Direction.
List every row below that contains the word "window", copying each matching row in full. Matching is case-sensitive.

The data.
--- start ---
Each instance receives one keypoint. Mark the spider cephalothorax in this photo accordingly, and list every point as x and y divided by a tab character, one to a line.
--- end ---
--- start ---
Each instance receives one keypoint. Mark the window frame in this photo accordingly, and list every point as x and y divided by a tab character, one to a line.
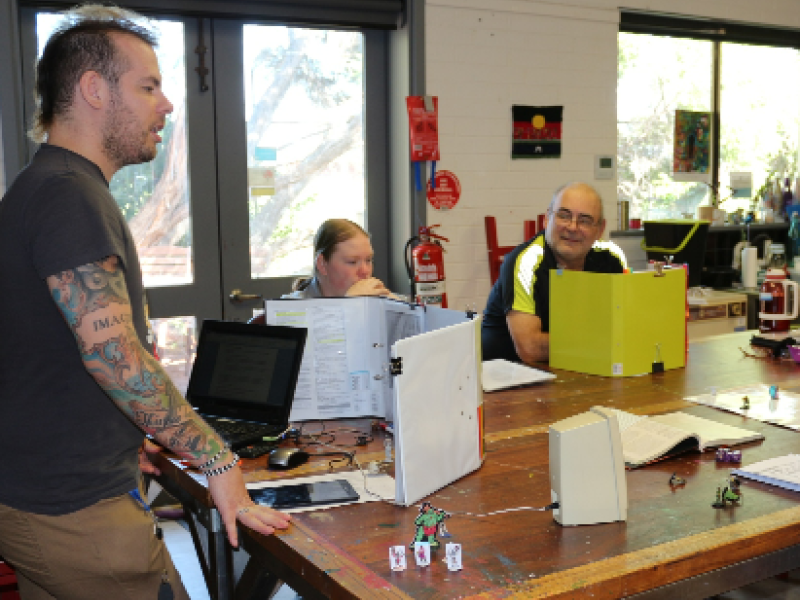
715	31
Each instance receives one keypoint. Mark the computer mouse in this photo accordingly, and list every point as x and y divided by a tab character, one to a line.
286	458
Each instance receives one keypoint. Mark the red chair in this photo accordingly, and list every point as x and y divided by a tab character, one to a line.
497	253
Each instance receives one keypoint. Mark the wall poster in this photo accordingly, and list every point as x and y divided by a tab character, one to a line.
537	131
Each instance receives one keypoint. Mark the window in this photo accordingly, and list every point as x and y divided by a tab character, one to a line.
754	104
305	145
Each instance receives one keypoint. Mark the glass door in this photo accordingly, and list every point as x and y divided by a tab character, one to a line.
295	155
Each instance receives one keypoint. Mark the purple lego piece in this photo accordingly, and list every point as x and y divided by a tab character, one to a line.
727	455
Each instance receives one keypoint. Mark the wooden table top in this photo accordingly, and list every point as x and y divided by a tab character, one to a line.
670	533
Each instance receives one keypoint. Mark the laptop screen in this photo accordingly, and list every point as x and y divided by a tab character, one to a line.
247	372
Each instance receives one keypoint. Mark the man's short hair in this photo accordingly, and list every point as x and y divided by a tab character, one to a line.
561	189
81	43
--- end ---
Full output.
Each instance receives one keypoint. Mark the window frame in this photo accordingly, and list every point as x and y divided by a tab character, one to a line.
Each instance receives one keypoint. Mark the window in this photo accordingly, and list every point as x and y divided by a tab character, one to a line.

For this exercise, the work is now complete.